TEMPO.CO, Seoul – Top diplomat Korea Utara mengritik Menteri Luar Negeri Amerika Serikat sebagai masalah besar atau diehard toxin, yang membuat pembicaraan denuklirisasi menjadi rumit.
Menteri Luar Negeri Korea Utara, Ri Yong Ho, mengatakan Pompeo menggunakan retorika sanksi keras dalam diplomasi dengan negaranya.
Ri mengatakan ini mengacu pada wawancara baru-baru ini saat Pompeo mengatakan sanksi akan terus diberlakukan kepada Korea Utara hingga negara itu mengambil tindakan untuk denuklirisasi.
“Dia tidak menghargai kami dengan mengungkapkan kata-kata seperti itu, yang hanya membuat kamit merasa kecewa dan skeptis mengenai apakah kami bisa menyelesaikan masalah apapun dengan orang ini,” kata Ri dalam pernyataan yang dilansir kantor berita KCNA seperti dikutip Reuters pada Jumat, 23 Agustus 2019.
Ri juga menyebut Pompeo sebagai bayangan hitam dalam pembicaraan kedua negara. Dia menyebut top diplomat AS ini sebagai orang yang lebih tertarik dengan ambisi politik dibandingkan kebijakan luar negeri AS.

_Informasi Sumber:_
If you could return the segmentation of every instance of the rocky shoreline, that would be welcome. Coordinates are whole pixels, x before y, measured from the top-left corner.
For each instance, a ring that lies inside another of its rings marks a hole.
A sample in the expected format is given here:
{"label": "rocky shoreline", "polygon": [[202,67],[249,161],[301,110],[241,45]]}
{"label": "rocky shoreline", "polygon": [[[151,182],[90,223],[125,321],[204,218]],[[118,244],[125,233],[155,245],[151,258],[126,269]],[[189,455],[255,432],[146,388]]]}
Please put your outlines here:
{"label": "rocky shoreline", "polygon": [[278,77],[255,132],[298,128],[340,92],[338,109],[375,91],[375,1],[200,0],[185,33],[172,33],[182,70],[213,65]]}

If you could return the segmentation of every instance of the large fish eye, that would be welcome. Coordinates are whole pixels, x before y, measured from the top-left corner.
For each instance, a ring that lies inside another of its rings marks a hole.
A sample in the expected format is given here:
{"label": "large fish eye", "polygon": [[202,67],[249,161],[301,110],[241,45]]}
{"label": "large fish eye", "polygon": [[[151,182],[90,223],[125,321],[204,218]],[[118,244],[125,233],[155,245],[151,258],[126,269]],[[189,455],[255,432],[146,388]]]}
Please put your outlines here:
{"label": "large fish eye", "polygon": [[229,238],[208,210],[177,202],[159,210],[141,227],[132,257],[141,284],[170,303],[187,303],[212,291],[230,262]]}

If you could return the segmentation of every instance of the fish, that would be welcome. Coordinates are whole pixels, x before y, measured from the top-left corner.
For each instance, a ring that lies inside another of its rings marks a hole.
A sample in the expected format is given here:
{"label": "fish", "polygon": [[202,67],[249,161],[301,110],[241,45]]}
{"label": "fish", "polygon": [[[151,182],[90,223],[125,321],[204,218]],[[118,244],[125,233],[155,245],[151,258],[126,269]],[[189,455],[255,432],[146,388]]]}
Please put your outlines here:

_Langkah Pengerjaan:_
1 - Ringkas paragraf yang diawali "Ri juga menyebut Pompeo" dalam berita tentang kritik Ri Yong Ho terhadap Pompeo menjadi satu kalimat yang lebih pendek tanpa menghilangkan fakta utamanya.
2 - Lanjutkan berita tentang kritik Ri Yong Ho terhadap Pompeo, dimulai setelah kalimat terakhir yang tercantum.
Materi di atas merupakan bahan terpisah dari berita tentang kritik Ri Yong Ho terhadap Pompeo.

_Kunci Jawaban:_
1 - Ri menyebut Pompeo bayangan hitam dalam pembicaraan kedua negara dan menilainya lebih tertarik pada ambisi politik daripada kebijakan luar negeri AS.

2 -
“Jika AS masih mengkhayalkan bisa memperoleh apapun lewat sanksi, kami jadi punya dua opsi, membiarkannya agar bisa menikmati khayalannya itu atau bangun dari mimpi,” kata Ri sambil mengatakan kami siap untuk berdialog atau buntu.
Pemerintah Korea Utara telah menuntut agar Pompeo digantikan oleh pejabat yang lebih dewasa sambil memuji hubungan pemimpin tertinggi Korea Utara, Kim Jong Un dan Presiden AS, Donald Trump.
Trump dan Kim, seperti dilansir Aljazeera, telah bertemu kembali di perbatasan Korea Utara dan Selatan pada akhir Juni 2019. Ini merupakan kunjungan dadakan Trump, yang saat itu baru saja mengunjungi Jepang. Keduanya bersepakat melanjutkan pembicaraan damai.